> [SELECTED EXTRACT]
▬▬▬▬▬▬▬▬▬▬

Michelle answers the call of the land

GREEN THUMB: Michelle Coelli loves being in the vineyard at Twisted Gum Wines.
GREEN THUMB: Michelle Coelli loves being in the vineyard at Twisted Gum Wines. Linden Morris

FOR one female Ballandean farmer, working the land is more than just an income.

It is a way of life, a mind set, a passion and a personal dream.

For Michelle Coelli the outdoor office of Twisted Gum Wines is the perfect place to live and work.

Our vines are dry grown, with no irrigation, and we only use the fruit from our place to make our wine.

"We moved here in late 2007 and this will be our sixth vintage," Mrs Coelli said.

"This is my comfort zone and it is like I have returned home again."

The wife and mother of four said she loved the land and would not want to leave.

"I grew up on the land in a small town called Killabakh in New South Wales where my parents had a dairy farm," she said.

"I used to follow my dad around everywhere, started doing the milking on my own and developed a real love of the land.

"From there I went to uni in Armidale to study rural science."

Mrs Coelli said it was a shared love of the land that brought her and husband Tim together.

"I met Tim at uni and he had come from a farm in Wagga Wagga and was studying agricultural economics," she said.

▬▬▬▬▬▬▬▬▬▬

> [MATERIAL]
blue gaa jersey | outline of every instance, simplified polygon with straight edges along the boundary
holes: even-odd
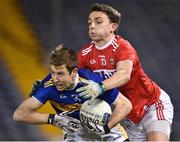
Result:
[[[34,97],[43,104],[50,101],[52,107],[57,113],[67,112],[66,114],[68,116],[79,119],[80,107],[86,101],[80,97],[78,93],[76,93],[77,88],[84,86],[84,84],[81,83],[81,80],[87,79],[95,82],[101,82],[103,79],[88,69],[79,69],[78,75],[79,78],[76,87],[72,90],[58,91],[56,86],[53,84],[51,74],[49,74],[34,93]],[[118,95],[119,91],[117,89],[112,89],[104,92],[98,98],[111,105],[114,103]]]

▬▬▬▬▬▬▬▬▬▬

> [TO DO]
Answer these from the article on Michelle Coelli:
1. In which town did she grow up?
2. What subject did she study at university in Armidale?
3. When did she and her family move to the property?

> [RIGHT ANSWER]
1. Killabakh, in New South Wales
2. Rural science
3. Late 2007